▸ **DOCUMENT TEXT**:
────────

From Rio to Beijing, via Vienna, Cairo and
Copenhagen, we have established priorities and made
commitments that we hope will be translated into action.
As the Secretary-General of the United Nations rightly
noted in his report “An Agenda for Development”, peace is
the foundation for development. The persistence of hotbeds
of tension in certain parts of the world is not conducive to
the emergence of new prosperous nations. Quite the
contrary, in the absence of peace, these hotbeds of tension
thwart prospects for development more and more every day.
In this context, we should encourage the peoples of
Angola and Liberia to continue along the difficult path to
national reconciliation after the several years of fratricidal
civil war they have endured.
We must be gratified by the strengthening of the peace
process in the Middle East through the Israeli-Palestinian
agreement of 28 September 1995.
We should, finally, hail the recent developments in the
situation in Bosnia and Herzegovina marked by the efforts
of the parties to the conflict to seek ways and means to
achieve peace.
Unfortunately, while expressing our satisfaction at the
restoration of the democratic regime following the coup
d’état in Sao Tome, thanks to international condemnation,
we must denounce from this lofty rostrum, any seizure of
power by armed force as has just happened once again in
the Comoros.
Finally, we would like to express our great concern at
the instability and insecurity that persist in Africa,
particularly in the countries of the Great Lakes.
The situation in that part of the African continent is a
human tragedy. There, as elsewhere in Africa where
violence is rampant, ethnic hatred and intolerance have
caused massive flows of refugees to flee to neighbouring
countries.
This is what has happened in Zaire, a fraternal and
neighbouring country which, from this rostrum, appealed
for solidarity from the international community in helping
it to overcome the consequences of this tragedy with
respect for human dignity. We express the hope that this
appeal will be heeded by the entire international
community.
In the face of all this, it is not difficult to understand
why Congo cannot fail to support the idea of holding a
conference on peace and stability in that region. We wish
to state that we are ready, as are other members of the
United Nations Standing Advisory Committee on Security
Questions in Central Africa, to go along with this
initiative in accordance with the Brazzaville Declaration
on cooperation for peace and security in Central Africa.

────────

▸ **REQUIRED WORK**: Can you extend the speech on peace and development, picking up right after its final sentence about the Brazzaville Declaration? The rows that follow are separate material, unrelated to the speech on peace and development.

[Extracted rows]
────────

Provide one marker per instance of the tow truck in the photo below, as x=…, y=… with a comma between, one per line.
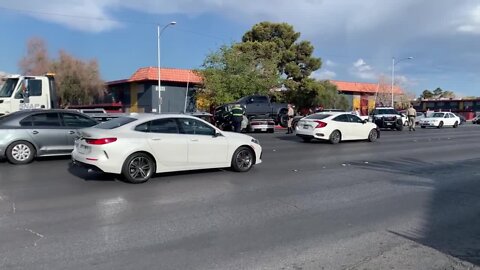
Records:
x=38, y=92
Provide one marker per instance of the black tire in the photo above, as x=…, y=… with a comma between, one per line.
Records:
x=20, y=152
x=307, y=139
x=138, y=168
x=294, y=125
x=243, y=159
x=373, y=135
x=399, y=125
x=283, y=120
x=335, y=137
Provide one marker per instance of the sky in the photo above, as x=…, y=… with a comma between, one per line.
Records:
x=356, y=40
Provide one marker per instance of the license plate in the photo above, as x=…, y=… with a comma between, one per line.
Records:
x=83, y=149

────────

▸ **WRITTEN ANSWER**:
This Declaration, adopted after the Committee’s seventh
meeting on 1 September 1995, is truly a profession of
faith, in which States reaffirm their determination to work
towards the establishment of confidence, peace and
security in the Central African region.
The valuable support which the United Nations
Secretary-General, Mr. Boutros Boutros-Ghali, has
constantly given to our Committee has contributed to the
fruitful results our States have achieved. Furthermore, this
support guarantees success in achieving the objectives of
establishing a collective security system in Central Africa.
We thank him once again.
Today, as in the past, the limits and sluggishness of
most of the States of the African continent remain
unchanged. They are due, on the one hand, to the overall
trend towards acceptance of stereotypes and, on the other
hand, to the fact that the requirements of modern times
are out of kilter with the basic values underpinning our
societies.
Therefore, the democratization of institutional life,
which we have embraced victoriously also seems to be a
breeding-ground for long-contained contradictions. Here,
they manifest themselves as conflict, even fratricidal wars.
My own country, Congo, has not been spared these post-
democratic upheavals and vagaries.
Allow me to refrain from any dire descriptions
which the images of the tragedy experienced by the
people of Congo would conjure up. This is because I take
great pride in expressing the hope of a new African
political class, to which I belong, that it will be able to
follow in the footsteps of great democratic nations and
banish evil for ever.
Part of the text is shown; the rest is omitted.